Text provided:
A. L. FLORES, Plaintiff and Appellant, v. Harry R. McCOY, Defendant and Respondent.
In this action for damages arising out of a collision of defendant's automobile and plaintiff, a pedestrian in a marked crosswalk, plaintiff-appellant appeals from a judgment rendered by a jury in favor of defendant-respondent.
Plaintiff alleged negligence of defendant, which defendant denied and pleaded contributory negligence of plaintiff as a defense. The principal question on this appeal is the sufficiency of the evidence to show contributory negligence on the part of plaintiff.
The facts in reference to the actions of the parties at the time of the accident are in conflict and not well defined. Plaintiff, aged about 65, of the Mexican race and speaking English with some difficulty, was walking, with a cane, southerly on the easterly side of Lacy Street in Santa Ana. This street forms a ‘T’ intersection with First Street, which is a 4-lane street about 54 feet wide with marked traffic lanes of 10-foot width, and a double line in the center. Defendant, aged about 75, was driving his Dodge coupe westerly on First Street in the left-hand lane near the double center line, at approximately 25 miles per hour, on November 23, 1958, about 11 o'clock a. m.
Plaintiff's testimony indicates he was carrying an unopended bottle of wine in his hip pocket; that he looked for cars and saw defendant's car very far away; and that he stepped down from the curb into the marked crosswalk. He later testified that after he proceeded south about 15–20 steps he saw, for the first time, defendant's car approaching in the right center lane about one block away, coming very fast, and he tried to flag him down but could not; that as he was about 3 feet from the double center line he was struck by defendant's car and thrown to the pavement, and suffered severe injuries.
Defendant McCoy, due to illness, did not testify at the trial but his previously taken deposition was read into evidence. He stated he was driving westerly under 25 miles per hour in his left-hand center lane; that as he came up to the street crossing he saw a man step off the sidewalk about 20 feet away from him and start south across the street; that he saw no other cars between them; that he jammed on his brakes and stopped his car about one-half way through the crosswalk and his car struck plaintiff near his left-hand bumper, and that plaintiff, thereafter, was lying a little to the right of defendant's car after the collision; that there were other cars using the street at the time and some of the cars had stopped.
A barber in a nearby shop said he heard screeching of brakes and first saw plaintiff in the crosswalk about 3 or 4 feet from the center lane and did not see defendant's car until it stopped with its front end in the crosswalk, and that plaintiff was looking straight ahead.

Tasks:
a) In the court opinion, what type of car was the defendant driving?
b) Duplicate the court opinion word for word, everything from "A. L. FLORES, Plaintiff" down to "favor of defendant-respondent.".
c) Resume the court opinion on the crosswalk collision, writing on from its final sentence.

Dataset:
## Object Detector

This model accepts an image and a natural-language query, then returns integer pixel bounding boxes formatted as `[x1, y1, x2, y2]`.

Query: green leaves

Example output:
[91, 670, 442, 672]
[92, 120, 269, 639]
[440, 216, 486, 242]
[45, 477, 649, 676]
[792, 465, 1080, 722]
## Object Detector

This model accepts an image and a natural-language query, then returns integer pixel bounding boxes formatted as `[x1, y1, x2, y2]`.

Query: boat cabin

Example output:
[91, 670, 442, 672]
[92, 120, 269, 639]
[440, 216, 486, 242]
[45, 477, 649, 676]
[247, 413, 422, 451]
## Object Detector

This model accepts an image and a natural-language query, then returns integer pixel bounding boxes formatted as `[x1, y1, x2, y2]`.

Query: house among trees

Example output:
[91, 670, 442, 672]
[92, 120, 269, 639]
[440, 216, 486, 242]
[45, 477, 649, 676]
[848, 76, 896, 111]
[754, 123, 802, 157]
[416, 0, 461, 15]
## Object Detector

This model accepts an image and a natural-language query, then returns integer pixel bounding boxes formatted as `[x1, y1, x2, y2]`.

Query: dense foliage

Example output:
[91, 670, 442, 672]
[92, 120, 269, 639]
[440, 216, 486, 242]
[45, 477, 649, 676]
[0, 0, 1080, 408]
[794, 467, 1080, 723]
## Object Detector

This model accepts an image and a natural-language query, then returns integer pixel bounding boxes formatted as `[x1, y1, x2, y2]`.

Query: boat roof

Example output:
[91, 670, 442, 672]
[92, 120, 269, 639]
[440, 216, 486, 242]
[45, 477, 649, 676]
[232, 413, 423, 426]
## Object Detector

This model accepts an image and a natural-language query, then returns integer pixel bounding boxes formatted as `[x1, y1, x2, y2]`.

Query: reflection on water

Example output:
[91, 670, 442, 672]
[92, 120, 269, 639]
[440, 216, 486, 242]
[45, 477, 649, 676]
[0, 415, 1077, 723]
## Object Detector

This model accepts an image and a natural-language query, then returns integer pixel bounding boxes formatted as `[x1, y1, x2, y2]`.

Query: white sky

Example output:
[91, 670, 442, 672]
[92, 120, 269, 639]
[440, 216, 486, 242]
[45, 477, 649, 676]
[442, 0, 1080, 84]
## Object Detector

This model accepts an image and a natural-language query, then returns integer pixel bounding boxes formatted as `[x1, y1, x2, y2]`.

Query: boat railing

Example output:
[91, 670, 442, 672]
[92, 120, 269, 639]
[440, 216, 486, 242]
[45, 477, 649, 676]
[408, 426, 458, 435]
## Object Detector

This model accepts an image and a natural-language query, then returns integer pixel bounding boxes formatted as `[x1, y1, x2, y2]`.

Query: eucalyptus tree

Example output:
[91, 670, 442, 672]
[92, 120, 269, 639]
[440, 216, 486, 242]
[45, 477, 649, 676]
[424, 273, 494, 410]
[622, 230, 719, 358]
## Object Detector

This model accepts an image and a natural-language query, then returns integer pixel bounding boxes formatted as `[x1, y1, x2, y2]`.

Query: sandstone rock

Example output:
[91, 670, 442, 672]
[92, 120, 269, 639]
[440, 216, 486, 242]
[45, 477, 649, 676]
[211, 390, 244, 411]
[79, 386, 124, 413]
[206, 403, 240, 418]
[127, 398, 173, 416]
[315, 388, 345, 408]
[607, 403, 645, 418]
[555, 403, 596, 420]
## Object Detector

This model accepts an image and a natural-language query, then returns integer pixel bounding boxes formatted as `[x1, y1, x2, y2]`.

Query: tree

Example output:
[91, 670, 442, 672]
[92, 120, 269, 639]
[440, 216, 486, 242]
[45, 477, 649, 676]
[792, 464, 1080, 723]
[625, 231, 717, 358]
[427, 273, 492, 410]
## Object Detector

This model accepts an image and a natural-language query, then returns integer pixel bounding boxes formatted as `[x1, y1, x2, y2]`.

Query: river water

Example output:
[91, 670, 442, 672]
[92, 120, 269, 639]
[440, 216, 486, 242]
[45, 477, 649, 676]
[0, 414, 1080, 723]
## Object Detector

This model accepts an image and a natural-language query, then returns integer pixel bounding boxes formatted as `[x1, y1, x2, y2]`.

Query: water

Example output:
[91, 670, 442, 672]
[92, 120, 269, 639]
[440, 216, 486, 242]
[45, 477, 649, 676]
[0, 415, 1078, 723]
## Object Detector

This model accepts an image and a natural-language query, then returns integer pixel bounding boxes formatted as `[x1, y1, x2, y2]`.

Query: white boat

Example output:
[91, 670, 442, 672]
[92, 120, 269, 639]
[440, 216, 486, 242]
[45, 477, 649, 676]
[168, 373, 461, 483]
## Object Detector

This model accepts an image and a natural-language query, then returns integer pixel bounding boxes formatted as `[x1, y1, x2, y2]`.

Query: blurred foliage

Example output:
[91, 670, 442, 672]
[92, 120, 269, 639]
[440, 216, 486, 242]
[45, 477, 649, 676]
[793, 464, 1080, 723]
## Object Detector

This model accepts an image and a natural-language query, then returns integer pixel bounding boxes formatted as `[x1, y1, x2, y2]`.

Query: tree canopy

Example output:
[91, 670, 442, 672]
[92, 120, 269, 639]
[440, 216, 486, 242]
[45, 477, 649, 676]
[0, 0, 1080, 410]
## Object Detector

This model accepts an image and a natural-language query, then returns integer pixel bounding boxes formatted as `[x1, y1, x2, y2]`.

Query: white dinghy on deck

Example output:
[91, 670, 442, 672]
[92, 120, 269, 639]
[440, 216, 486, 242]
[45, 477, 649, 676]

* * *

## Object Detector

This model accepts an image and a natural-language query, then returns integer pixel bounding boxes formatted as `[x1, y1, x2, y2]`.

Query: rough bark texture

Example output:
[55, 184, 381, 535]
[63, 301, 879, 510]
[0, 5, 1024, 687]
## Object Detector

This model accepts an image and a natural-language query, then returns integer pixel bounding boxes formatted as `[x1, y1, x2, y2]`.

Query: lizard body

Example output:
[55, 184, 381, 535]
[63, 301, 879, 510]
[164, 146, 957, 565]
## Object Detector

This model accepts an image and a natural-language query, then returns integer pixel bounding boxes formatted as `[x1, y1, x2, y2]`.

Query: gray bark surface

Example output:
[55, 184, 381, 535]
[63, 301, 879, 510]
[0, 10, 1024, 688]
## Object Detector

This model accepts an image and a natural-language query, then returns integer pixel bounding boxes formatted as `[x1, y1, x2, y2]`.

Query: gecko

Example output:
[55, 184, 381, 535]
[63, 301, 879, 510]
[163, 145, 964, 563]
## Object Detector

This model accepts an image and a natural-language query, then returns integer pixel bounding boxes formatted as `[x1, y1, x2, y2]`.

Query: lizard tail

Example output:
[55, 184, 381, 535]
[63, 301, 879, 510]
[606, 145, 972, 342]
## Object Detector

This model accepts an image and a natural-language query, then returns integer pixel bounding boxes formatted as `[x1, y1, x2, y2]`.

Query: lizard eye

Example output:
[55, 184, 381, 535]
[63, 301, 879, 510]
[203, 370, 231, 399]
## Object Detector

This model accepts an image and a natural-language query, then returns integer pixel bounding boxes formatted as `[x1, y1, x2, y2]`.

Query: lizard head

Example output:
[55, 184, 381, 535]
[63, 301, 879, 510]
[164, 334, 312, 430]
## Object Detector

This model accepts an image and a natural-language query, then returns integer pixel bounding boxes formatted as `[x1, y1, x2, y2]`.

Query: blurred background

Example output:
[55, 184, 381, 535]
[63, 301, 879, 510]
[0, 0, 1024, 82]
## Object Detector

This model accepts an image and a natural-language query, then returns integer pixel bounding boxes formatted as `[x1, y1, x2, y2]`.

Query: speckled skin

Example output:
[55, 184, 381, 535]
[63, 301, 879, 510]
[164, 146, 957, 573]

---

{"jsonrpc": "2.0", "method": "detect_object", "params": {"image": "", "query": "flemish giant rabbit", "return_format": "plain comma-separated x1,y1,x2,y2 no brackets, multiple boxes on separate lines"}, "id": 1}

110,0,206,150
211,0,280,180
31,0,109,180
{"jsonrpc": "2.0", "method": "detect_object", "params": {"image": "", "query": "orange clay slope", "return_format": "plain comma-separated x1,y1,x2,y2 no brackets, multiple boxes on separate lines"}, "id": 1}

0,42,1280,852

Responses to the exercise:
a) A Dodge coupe.

b)
A. L. FLORES, Plaintiff and Appellant, v. Harry R. McCOY, Defendant and Respondent.
In this action for damages arising out of a collision of defendant's automobile and plaintiff, a pedestrian in a marked crosswalk, plaintiff-appellant appeals from a judgment rendered by a jury in favor of defendant-respondent.

c)
One Eleanor Hess was driving easterly on First Street at the time she first saw plaintiff in her left-hand center lane. She testified that she had stopped and had the intention of turning north on Lacy Street after defendant's car would pass her; that she then saw plaintiff as he stepped off of the curb and later saw him in the crosswalk, and defendant's car was then one-half block away (about 200 feet) when plaintiff stepped from the curb, and defendant was driving about 25 miles per hour; and that the next thing defendant slammed on his brakes and hit plaintiff. She did not see plaintiff flag defendant's car as he indicated, but said he was carrying a cane. She heard no horn sounded and did not see defendant's car swerve in any manner. She said he just slammed on his brakes and the front end of the driver's side of the car hit plaintiff. She did not observe where plaintiff was looking, and said he did not try to run out of the way.
A patrol officer testified he arrived soon after the accident and found defendant's car stopped about one-half the distance through the 12-foot crosswalk; that plaintiff's body was in the street in front of it, and that three wheels showed skid marks from 12 to 18 feet in the center westbound lane; that there was broken glass in plaintiff's hip pocket and on the street and a large spot of wine surrounding it; that he smelled the odor of alcohol on plaintiff's breath and he ‘estimated he was under the influence of liquor’. However, on cross-examination, he testified he did not determine whether plaintiff was drunk or intoxicated, but said his eyes were bloodshot, ‘he was feeling good’, his judgment was imparired, and that he was still of the opinion plaintiff was under the influence of liquor.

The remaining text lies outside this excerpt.